EXCERPT

Welcome to the William A. Karges Fine Art Blog

Welcome to the William A. Karges Fine Art Blog, where you'll be able to learn about Early California and Southwest Paintings and discover information about Museum Exhibitions, Current News, Events, and our gallery's new acquisitions of original paintings created between 1870 and 1940 by a wide variety of artists. We'll feature biographies, photographs, links to websites of interest to collectors, video tours, and detailed histories of some of California's most influential and intriguing artists. Visit our Gallery at Dolores & Sixth Ave in Carmel-by-the-Sea, California to view our collection of fine paintings in person.

Thursday, May 27, 2010

The History of the Laguna Beach Art Association

For over a century, the scenic beauty of the landscape and the coastline of Laguna Beach has attracted scores of talented and distinguished artists, including such important Early California painters as Edgar Payne, William Wendt, and George Gardner Symons

Photo Credit: Laguna Beach Visitors and Conference Bureau

The new California Impressionist style, emerging as a primary genre of painting in Southern California in the early part of the 20th century, was a natural match for the Laguna Beach area.  This style, borrowed from the French Impressionists who painted in the late 19th century, focused on the effects of light, a bright and colorful palette, and the loose application of paint to capture a passing moment in time.

DIRECTIONS
Transcribe the passage from the Laguna Beach art blog post without alteration, beginning at the words "For over a century, the" and stopping after the words "moment in time.".

PROVIDED INFORMATION
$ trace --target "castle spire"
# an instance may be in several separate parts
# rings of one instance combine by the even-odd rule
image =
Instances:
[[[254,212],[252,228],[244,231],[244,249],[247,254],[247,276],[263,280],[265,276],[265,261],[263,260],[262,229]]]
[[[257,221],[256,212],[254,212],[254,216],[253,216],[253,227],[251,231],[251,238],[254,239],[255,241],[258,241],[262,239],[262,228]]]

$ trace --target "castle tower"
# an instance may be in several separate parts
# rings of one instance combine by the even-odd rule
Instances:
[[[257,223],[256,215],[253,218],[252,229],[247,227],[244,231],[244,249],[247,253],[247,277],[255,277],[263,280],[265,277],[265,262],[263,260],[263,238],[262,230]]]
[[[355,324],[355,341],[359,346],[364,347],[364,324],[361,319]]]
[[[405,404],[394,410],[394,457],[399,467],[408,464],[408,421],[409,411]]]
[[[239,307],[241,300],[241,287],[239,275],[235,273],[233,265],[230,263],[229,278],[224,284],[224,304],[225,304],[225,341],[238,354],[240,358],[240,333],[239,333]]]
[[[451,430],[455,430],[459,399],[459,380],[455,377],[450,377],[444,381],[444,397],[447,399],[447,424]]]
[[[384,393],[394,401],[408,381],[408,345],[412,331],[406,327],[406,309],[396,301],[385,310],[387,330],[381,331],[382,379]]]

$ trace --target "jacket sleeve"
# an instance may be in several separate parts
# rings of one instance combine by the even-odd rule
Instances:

TASK RESULT
For over a century, the scenic beauty of the landscape and the coastline of Laguna Beach has attracted scores of talented and distinguished artists, including such important Early California painters as Edgar Payne, William Wendt, and George Gardner Symons

Photo Credit: Laguna Beach Visitors and Conference Bureau

The new California Impressionist style, emerging as a primary genre of painting in Southern California in the early part of the 20th century, was a natural match for the Laguna Beach area.  This style, borrowed from the French Impressionists who painted in the late 19th century, focused on the effects of light, a bright and colorful palette, and the loose application of paint to capture a passing moment in time.